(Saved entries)
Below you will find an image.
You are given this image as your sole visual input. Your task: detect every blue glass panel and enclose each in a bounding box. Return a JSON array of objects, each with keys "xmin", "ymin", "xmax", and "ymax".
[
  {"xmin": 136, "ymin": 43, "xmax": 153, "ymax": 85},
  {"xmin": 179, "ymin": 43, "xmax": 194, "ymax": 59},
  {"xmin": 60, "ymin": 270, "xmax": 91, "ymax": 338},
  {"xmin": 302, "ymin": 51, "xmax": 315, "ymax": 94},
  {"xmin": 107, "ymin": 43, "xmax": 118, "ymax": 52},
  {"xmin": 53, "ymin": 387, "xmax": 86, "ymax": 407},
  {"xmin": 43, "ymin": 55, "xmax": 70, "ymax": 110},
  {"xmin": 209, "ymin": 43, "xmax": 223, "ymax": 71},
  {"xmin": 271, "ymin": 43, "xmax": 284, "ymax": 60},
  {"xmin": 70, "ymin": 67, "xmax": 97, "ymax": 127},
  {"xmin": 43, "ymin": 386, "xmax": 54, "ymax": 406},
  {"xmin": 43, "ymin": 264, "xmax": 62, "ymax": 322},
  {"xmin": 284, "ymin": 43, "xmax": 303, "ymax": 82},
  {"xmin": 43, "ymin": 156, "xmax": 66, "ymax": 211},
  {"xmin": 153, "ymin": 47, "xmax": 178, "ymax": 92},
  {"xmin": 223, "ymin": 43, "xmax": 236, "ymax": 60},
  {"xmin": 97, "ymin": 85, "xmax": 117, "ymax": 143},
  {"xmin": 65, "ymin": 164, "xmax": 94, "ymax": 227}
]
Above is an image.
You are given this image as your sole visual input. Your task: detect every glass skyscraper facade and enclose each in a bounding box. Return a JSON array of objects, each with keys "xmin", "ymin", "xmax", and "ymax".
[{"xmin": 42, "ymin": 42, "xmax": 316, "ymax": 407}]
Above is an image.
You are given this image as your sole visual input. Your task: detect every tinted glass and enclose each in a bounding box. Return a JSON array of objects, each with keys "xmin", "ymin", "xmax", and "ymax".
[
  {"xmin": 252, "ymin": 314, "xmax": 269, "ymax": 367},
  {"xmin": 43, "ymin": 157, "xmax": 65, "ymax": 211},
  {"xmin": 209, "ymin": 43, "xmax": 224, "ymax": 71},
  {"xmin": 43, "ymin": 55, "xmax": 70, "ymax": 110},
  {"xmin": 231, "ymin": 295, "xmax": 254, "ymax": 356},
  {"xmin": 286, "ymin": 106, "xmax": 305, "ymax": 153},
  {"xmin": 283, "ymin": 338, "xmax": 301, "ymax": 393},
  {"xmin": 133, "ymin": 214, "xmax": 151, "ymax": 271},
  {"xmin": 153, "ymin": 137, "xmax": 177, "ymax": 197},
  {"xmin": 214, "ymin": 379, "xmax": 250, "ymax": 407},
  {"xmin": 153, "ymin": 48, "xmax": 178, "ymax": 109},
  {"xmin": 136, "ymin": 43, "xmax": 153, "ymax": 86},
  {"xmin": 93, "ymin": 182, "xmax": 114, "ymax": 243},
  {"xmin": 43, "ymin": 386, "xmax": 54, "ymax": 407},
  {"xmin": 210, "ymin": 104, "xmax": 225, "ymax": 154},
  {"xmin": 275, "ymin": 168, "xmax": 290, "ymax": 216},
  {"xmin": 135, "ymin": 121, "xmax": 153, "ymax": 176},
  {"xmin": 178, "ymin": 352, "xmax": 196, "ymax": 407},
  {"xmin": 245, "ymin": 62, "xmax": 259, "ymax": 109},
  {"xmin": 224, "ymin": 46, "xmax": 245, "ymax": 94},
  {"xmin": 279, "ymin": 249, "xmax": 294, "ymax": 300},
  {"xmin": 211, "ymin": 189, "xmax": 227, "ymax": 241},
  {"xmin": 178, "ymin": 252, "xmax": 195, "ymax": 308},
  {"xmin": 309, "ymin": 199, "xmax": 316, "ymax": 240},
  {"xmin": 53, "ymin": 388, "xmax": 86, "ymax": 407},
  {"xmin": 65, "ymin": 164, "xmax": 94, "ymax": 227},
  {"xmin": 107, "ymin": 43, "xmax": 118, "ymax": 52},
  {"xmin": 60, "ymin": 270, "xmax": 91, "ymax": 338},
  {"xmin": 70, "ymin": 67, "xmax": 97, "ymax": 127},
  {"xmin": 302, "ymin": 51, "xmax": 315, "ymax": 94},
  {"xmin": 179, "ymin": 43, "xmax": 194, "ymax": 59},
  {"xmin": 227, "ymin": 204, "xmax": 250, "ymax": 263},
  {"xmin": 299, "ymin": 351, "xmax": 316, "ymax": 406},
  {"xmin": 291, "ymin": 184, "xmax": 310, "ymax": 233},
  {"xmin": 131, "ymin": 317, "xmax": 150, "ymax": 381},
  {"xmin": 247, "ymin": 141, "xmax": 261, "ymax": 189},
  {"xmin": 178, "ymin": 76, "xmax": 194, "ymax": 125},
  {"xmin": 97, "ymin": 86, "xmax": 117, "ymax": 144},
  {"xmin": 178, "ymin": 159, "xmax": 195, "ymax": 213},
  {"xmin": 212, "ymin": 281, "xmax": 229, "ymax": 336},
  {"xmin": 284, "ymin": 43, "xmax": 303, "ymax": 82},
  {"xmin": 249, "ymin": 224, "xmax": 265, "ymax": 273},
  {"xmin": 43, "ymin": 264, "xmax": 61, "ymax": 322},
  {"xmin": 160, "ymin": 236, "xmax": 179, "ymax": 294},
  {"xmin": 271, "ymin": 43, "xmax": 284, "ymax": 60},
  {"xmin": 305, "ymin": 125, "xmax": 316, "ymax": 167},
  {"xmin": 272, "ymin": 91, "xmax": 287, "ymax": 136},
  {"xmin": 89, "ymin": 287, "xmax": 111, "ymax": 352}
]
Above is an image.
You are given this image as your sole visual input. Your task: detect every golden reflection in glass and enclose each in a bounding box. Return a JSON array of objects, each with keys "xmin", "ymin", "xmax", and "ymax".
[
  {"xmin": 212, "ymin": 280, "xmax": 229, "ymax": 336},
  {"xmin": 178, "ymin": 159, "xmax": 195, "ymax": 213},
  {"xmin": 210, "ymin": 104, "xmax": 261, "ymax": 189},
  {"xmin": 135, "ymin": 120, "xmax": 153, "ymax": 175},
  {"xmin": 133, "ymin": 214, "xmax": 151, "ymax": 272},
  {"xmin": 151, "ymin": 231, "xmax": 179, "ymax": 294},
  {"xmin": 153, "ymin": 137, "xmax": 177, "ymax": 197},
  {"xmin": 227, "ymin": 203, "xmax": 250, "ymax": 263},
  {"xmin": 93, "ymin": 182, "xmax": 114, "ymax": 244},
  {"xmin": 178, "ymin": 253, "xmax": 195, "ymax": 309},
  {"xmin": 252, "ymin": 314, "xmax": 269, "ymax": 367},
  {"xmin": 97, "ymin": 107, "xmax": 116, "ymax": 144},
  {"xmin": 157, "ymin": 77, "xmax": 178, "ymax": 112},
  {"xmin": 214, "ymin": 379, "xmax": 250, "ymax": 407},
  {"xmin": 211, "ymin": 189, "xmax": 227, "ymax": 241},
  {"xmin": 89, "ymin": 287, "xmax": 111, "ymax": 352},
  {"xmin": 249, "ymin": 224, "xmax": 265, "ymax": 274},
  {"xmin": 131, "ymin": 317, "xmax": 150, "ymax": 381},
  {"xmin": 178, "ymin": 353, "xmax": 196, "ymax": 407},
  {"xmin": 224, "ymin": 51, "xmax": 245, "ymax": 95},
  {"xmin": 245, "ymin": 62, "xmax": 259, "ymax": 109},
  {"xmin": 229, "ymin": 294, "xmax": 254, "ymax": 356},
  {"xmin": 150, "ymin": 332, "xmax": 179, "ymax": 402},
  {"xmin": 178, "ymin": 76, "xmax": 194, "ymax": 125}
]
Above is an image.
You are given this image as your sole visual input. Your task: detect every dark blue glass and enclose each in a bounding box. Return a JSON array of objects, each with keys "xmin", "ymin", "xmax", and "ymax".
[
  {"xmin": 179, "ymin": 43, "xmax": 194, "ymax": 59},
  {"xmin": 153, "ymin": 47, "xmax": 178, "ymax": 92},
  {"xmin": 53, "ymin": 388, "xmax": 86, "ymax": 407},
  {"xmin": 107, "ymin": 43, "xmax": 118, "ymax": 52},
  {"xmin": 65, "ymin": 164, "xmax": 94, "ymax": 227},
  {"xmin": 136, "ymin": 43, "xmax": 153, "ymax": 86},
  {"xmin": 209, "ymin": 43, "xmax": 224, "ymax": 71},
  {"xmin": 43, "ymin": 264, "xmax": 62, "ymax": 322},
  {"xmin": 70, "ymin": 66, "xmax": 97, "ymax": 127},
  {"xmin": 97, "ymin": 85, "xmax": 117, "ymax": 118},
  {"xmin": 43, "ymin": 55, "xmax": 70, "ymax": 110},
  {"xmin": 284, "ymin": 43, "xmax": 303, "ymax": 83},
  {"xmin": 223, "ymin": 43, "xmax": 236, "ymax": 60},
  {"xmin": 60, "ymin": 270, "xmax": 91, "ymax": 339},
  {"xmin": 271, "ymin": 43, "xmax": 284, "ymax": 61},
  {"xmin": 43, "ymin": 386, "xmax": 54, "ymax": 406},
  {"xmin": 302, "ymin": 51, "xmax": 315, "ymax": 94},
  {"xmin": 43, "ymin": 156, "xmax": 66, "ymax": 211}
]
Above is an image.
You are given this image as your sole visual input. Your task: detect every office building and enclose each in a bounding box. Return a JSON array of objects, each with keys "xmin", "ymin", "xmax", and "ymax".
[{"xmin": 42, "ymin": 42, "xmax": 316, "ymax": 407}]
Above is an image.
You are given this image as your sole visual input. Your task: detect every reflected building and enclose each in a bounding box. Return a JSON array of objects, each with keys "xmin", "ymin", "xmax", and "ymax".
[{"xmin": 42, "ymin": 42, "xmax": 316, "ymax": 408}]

GOAL OF THE EXERCISE ::
What you give back should be the lines from the one with "detect every office" to the end of the data, copied exactly, both ends included.

ANSWER FOR THE TASK ::
You are given this image as your sole visual input. Your task: detect every office building and enclose each in a bounding box. Return a JSON array of objects, each with keys "xmin", "ymin", "xmax", and "ymax".
[{"xmin": 42, "ymin": 42, "xmax": 316, "ymax": 407}]
Above is an image.
You are given this image as your sole visual input. Your task: detect every reflected building and enclose each in a bounding box. Return a JSON array of objects, each with keys "xmin", "ymin", "xmax", and "ymax".
[{"xmin": 42, "ymin": 42, "xmax": 316, "ymax": 408}]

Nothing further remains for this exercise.